Begin

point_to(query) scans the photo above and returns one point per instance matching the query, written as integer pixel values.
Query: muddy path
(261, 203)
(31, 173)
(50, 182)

End

* [Your task] Write out every line of the listing above without changing a single character.

* [Finished task]
point_to(query) scans the photo above and returns one point per instance matching the query, written as integer pixel values.
Query: muddy path
(261, 203)
(31, 173)
(50, 182)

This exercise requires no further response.